— BEGIN —

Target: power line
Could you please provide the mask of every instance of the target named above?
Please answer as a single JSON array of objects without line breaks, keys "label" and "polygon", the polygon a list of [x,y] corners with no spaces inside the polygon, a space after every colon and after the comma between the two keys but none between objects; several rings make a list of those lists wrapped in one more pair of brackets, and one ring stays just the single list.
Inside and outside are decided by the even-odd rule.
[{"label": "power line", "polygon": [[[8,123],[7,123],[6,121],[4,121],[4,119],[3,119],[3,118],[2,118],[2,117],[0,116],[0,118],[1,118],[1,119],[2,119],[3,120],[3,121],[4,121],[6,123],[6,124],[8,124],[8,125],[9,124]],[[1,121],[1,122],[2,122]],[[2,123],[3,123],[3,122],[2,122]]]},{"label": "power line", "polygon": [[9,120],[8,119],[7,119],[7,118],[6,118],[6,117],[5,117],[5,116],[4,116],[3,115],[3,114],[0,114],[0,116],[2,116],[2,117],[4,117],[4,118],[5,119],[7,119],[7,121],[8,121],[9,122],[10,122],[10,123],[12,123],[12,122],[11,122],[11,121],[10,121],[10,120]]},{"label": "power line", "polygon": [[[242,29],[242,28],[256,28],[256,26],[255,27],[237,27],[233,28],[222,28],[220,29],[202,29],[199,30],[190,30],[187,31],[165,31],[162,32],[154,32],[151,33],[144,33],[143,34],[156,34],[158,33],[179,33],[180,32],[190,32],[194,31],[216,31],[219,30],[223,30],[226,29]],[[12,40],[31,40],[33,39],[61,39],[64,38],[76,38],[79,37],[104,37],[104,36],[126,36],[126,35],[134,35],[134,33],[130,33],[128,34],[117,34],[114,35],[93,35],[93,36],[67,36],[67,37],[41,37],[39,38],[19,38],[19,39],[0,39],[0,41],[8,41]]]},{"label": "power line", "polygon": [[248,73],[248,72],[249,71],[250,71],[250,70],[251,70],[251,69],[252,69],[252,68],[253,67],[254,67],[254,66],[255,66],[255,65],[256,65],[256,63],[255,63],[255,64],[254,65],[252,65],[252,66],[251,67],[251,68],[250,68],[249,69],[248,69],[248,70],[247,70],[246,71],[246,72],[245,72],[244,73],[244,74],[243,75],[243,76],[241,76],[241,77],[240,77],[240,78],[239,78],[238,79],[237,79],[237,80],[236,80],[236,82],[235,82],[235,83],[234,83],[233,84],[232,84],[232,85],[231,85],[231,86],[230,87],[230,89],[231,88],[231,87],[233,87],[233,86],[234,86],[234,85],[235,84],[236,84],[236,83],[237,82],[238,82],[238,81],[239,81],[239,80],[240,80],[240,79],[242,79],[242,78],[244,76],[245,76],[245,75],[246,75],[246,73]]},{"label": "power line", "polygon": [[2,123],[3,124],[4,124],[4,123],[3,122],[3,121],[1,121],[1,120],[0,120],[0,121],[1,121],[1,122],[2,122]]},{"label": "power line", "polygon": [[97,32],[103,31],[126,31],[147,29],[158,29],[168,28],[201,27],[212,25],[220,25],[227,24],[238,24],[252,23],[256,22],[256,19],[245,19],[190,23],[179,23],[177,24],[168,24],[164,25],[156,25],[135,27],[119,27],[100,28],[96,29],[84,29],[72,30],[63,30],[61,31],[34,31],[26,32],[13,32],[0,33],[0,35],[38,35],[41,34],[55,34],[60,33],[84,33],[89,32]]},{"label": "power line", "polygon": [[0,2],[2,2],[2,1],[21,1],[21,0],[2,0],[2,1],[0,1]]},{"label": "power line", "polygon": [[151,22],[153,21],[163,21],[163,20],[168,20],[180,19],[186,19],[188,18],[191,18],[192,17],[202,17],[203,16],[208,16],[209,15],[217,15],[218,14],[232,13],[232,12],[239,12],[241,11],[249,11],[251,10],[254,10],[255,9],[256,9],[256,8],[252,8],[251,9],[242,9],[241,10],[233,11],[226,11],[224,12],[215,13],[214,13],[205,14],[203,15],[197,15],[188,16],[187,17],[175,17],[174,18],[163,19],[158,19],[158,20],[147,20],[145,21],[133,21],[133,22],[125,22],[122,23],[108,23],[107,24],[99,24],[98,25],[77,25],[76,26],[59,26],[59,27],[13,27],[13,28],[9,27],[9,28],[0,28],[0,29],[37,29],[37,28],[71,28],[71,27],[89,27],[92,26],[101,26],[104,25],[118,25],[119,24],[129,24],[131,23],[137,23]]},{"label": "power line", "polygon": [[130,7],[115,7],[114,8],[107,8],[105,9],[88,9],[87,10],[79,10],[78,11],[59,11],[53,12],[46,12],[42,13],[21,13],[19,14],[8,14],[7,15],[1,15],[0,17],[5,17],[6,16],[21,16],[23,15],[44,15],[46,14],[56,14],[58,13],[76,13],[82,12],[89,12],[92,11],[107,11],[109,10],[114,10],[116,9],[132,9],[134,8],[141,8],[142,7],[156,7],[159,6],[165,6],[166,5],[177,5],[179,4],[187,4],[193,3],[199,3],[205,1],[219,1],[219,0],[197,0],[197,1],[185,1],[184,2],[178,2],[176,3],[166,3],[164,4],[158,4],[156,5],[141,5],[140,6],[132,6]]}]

— END —

- **WHAT TO DO**
Reproduce the material above word for word, keeping every line and character unchanged.

- **PROBLEM SOLUTION**
Target: power line
Could you please provide the mask of every instance of the target named above?
Please answer as a single JSON array of objects without line breaks, keys "label" and "polygon", the polygon a list of [x,y] corners with no spaces inside the polygon, a space after every colon and after the comma between the two keys but none between objects; several rings make a list of those lists wrapped in one more pair of brackets, and one ring stays just the single list.
Inside and outside are decided by the even-odd rule.
[{"label": "power line", "polygon": [[[8,123],[7,123],[6,121],[4,121],[4,119],[3,119],[3,118],[2,118],[2,117],[0,116],[0,118],[1,118],[1,119],[2,119],[3,120],[3,121],[4,121],[6,123],[6,124],[8,124],[8,125],[9,124]],[[1,121],[1,122],[2,122]],[[2,123],[3,123],[3,122],[2,122]]]},{"label": "power line", "polygon": [[9,120],[8,119],[7,119],[7,118],[6,118],[6,117],[5,117],[5,116],[4,116],[3,115],[3,114],[0,114],[0,116],[2,116],[2,117],[4,117],[4,118],[5,119],[7,119],[7,121],[8,121],[9,122],[10,122],[10,123],[12,123],[12,122],[11,122],[11,121],[10,121],[10,120]]},{"label": "power line", "polygon": [[[242,29],[242,28],[256,28],[256,26],[255,27],[237,27],[233,28],[222,28],[220,29],[202,29],[199,30],[190,30],[187,31],[165,31],[162,32],[154,32],[151,33],[144,33],[143,34],[156,34],[158,33],[179,33],[180,32],[190,32],[194,31],[216,31],[219,30],[223,30],[226,29]],[[12,40],[31,40],[33,39],[61,39],[64,38],[76,38],[79,37],[104,37],[104,36],[126,36],[126,35],[134,35],[134,33],[130,33],[128,34],[117,34],[114,35],[93,35],[93,36],[67,36],[67,37],[41,37],[39,38],[19,38],[19,39],[0,39],[0,41],[8,41]]]},{"label": "power line", "polygon": [[248,73],[248,72],[249,71],[250,71],[250,70],[251,70],[251,69],[252,69],[252,68],[253,67],[254,67],[254,66],[255,66],[255,65],[256,65],[256,63],[255,63],[255,64],[254,65],[252,65],[252,66],[251,67],[251,68],[250,68],[249,69],[248,69],[248,70],[247,70],[246,71],[246,72],[245,72],[244,73],[244,74],[243,75],[243,76],[241,76],[241,77],[240,77],[240,78],[239,78],[238,79],[237,79],[237,80],[236,80],[236,82],[235,82],[235,83],[234,83],[233,84],[232,84],[232,85],[231,85],[231,86],[230,87],[230,89],[231,88],[231,87],[233,87],[233,86],[234,86],[234,85],[235,84],[236,84],[236,83],[237,82],[238,82],[238,81],[239,81],[239,80],[240,80],[240,79],[242,79],[242,78],[244,76],[245,76],[245,75],[246,75],[246,73]]},{"label": "power line", "polygon": [[2,123],[3,124],[4,124],[4,123],[3,122],[3,121],[1,121],[1,120],[0,120],[0,121],[1,121],[1,122],[2,122]]},{"label": "power line", "polygon": [[97,32],[103,31],[126,31],[147,29],[158,29],[168,28],[201,27],[212,25],[220,25],[227,24],[238,24],[252,23],[256,22],[256,19],[245,19],[190,23],[179,23],[177,24],[168,24],[164,25],[156,25],[135,27],[119,27],[100,28],[96,29],[84,29],[72,30],[63,30],[61,31],[34,31],[26,32],[13,32],[0,33],[0,35],[38,35],[41,34],[55,34],[60,33],[84,33],[89,32]]},{"label": "power line", "polygon": [[0,2],[2,2],[2,1],[21,1],[21,0],[2,0],[2,1],[0,1]]},{"label": "power line", "polygon": [[151,22],[153,21],[163,21],[163,20],[168,20],[180,19],[186,19],[188,18],[191,18],[192,17],[202,17],[203,16],[208,16],[209,15],[217,15],[218,14],[232,13],[232,12],[239,12],[241,11],[249,11],[251,10],[254,10],[255,9],[256,9],[256,8],[252,8],[251,9],[242,9],[241,10],[233,11],[226,11],[224,12],[215,13],[214,13],[205,14],[203,15],[197,15],[188,16],[187,17],[175,17],[174,18],[163,19],[158,19],[158,20],[147,20],[145,21],[133,21],[133,22],[125,22],[122,23],[108,23],[107,24],[99,24],[98,25],[77,25],[76,26],[59,26],[59,27],[13,27],[13,28],[9,27],[9,28],[0,28],[0,29],[37,29],[37,28],[71,28],[71,27],[89,27],[92,26],[101,26],[104,25],[118,25],[119,24],[129,24],[131,23],[137,23]]},{"label": "power line", "polygon": [[130,7],[115,7],[114,8],[107,8],[105,9],[88,9],[87,10],[79,10],[78,11],[59,11],[53,12],[46,12],[42,13],[21,13],[19,14],[8,14],[7,15],[1,15],[0,17],[5,17],[6,16],[21,16],[23,15],[44,15],[46,14],[56,14],[58,13],[76,13],[82,12],[89,12],[92,11],[107,11],[109,10],[114,10],[116,9],[132,9],[134,8],[141,8],[142,7],[156,7],[159,6],[165,6],[166,5],[177,5],[179,4],[187,4],[193,3],[199,3],[205,1],[219,1],[219,0],[197,0],[197,1],[185,1],[184,2],[178,2],[176,3],[166,3],[164,4],[158,4],[156,5],[141,5],[140,6],[132,6]]}]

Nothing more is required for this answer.